#### Work instructions:
Which lines of the records below contain the word "hillside", matching case exactly? Filter them out and copy each one.

#### Material provided:
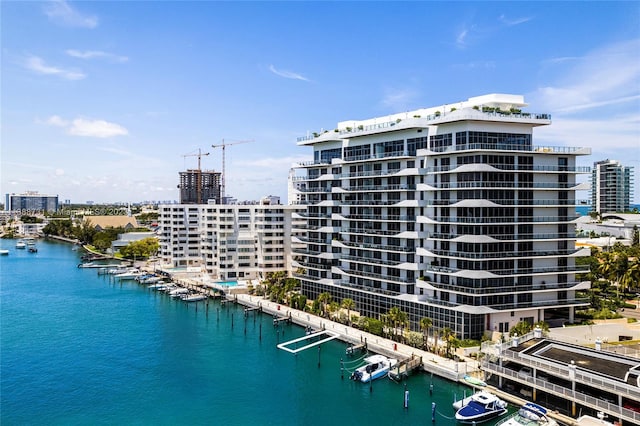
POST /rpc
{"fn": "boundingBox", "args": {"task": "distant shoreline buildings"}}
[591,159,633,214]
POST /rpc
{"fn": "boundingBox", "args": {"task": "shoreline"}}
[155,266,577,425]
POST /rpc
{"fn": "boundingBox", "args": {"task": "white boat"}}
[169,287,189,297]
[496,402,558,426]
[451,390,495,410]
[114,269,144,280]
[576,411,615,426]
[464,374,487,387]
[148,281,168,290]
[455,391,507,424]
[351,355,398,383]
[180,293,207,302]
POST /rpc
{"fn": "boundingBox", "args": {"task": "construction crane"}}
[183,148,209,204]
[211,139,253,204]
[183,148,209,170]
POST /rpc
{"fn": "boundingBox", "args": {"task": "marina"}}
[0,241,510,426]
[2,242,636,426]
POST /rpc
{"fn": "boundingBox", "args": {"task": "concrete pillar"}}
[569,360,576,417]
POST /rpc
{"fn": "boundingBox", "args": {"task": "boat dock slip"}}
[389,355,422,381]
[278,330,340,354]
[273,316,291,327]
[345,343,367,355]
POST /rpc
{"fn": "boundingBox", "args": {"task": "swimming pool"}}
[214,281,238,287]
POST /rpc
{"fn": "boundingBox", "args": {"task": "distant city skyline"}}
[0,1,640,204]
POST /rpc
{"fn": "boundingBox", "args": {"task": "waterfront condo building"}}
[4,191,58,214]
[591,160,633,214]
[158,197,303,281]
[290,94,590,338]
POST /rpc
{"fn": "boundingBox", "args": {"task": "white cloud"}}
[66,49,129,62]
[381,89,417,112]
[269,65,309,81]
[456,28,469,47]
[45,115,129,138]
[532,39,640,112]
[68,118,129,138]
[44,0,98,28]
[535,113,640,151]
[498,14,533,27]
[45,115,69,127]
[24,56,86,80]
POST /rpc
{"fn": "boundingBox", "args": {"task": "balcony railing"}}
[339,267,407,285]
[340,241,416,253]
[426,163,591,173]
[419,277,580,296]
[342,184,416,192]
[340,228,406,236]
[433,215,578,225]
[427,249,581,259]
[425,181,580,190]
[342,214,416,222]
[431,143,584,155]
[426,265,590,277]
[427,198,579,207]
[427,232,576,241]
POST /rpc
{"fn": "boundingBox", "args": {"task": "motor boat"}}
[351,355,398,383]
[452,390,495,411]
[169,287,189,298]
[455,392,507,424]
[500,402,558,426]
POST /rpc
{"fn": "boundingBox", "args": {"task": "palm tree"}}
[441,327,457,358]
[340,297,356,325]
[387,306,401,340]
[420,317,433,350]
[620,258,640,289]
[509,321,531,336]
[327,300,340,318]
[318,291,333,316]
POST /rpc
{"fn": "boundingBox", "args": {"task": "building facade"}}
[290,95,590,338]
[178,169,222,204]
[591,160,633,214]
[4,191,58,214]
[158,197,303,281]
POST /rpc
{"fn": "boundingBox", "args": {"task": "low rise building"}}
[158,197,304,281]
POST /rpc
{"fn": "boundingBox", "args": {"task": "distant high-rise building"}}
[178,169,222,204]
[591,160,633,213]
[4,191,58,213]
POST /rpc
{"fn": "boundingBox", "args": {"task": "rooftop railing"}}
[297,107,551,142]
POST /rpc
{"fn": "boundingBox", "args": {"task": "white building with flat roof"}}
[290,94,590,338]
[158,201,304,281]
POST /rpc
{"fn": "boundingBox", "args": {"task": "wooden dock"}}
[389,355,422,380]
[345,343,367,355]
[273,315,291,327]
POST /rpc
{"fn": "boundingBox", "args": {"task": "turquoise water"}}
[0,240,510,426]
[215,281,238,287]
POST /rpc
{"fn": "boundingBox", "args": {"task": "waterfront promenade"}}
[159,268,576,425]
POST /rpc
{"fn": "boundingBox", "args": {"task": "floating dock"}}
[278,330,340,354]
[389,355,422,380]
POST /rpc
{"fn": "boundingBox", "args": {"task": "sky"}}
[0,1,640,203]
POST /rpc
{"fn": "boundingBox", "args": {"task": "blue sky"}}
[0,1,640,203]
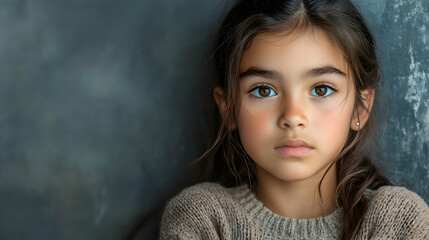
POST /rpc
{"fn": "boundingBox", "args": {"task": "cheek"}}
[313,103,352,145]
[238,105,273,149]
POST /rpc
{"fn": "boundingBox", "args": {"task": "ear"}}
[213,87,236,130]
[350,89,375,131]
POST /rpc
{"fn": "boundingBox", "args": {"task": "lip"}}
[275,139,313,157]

* * *

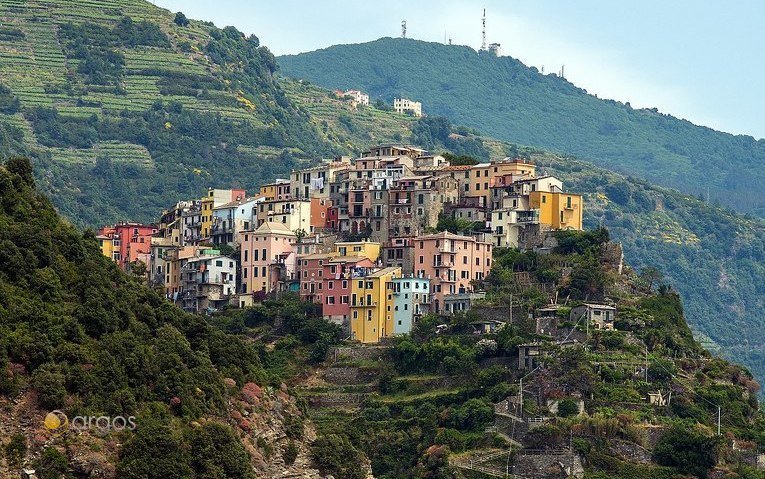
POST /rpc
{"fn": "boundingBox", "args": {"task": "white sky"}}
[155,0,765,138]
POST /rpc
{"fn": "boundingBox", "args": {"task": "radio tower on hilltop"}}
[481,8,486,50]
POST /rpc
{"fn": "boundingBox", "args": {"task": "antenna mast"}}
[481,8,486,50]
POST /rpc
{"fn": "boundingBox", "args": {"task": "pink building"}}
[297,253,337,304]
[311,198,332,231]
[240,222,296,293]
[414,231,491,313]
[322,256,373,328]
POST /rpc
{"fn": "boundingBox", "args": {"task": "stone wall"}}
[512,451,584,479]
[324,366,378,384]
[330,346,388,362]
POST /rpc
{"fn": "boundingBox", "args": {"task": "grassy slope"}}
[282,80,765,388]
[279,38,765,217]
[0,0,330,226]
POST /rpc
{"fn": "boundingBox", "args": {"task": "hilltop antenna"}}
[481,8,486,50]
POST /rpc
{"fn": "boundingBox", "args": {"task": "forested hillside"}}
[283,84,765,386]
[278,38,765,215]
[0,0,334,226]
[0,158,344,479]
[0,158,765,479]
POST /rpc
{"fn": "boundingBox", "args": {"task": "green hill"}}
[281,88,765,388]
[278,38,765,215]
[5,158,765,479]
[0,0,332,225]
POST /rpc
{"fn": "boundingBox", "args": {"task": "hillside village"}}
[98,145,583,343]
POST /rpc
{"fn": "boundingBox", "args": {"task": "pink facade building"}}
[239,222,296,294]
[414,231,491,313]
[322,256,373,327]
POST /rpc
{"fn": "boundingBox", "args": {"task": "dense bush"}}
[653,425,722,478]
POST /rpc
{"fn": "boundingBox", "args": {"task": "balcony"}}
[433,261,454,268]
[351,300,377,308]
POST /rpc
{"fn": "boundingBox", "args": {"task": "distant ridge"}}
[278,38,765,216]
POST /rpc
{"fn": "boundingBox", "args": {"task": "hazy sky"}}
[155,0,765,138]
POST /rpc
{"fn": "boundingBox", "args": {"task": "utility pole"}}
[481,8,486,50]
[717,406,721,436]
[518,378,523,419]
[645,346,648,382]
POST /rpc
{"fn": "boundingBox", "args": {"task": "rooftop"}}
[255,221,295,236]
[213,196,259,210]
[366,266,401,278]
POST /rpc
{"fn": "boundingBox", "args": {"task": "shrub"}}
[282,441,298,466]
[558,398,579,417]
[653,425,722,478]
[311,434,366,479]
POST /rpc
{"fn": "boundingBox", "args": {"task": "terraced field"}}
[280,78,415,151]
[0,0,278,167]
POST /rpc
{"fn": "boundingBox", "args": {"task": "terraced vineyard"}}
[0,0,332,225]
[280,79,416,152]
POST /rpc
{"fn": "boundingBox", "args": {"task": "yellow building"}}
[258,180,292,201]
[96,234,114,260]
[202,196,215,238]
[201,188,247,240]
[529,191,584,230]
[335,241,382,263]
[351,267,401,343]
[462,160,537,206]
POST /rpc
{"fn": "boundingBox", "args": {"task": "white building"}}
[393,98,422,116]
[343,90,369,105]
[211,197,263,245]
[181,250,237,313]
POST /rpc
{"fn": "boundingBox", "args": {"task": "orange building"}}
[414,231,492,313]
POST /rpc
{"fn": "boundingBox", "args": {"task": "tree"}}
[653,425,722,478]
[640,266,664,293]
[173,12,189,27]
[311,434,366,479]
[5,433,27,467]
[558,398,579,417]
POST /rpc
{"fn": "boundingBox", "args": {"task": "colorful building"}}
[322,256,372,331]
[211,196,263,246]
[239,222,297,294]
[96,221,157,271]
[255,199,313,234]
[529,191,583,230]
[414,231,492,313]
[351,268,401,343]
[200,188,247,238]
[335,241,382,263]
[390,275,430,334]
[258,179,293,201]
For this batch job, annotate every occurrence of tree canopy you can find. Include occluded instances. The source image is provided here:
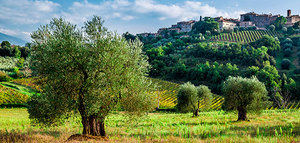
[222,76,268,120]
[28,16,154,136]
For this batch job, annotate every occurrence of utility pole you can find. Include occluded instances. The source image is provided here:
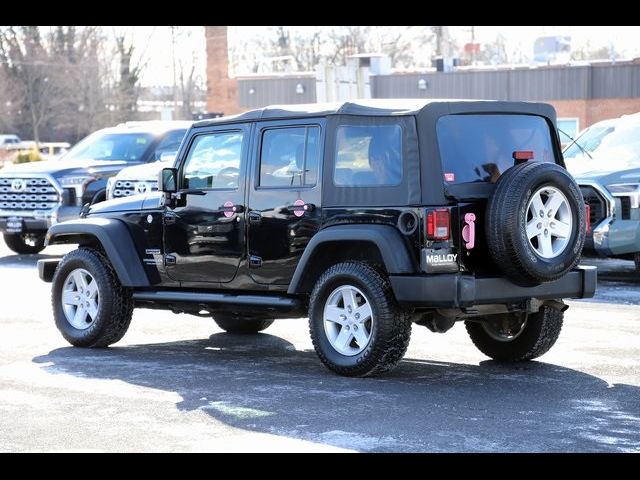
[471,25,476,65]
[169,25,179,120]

#### Written solution:
{"fn": "boundingBox", "args": {"task": "forested hillside"}}
{"fn": "boundingBox", "args": {"task": "hillside village"}}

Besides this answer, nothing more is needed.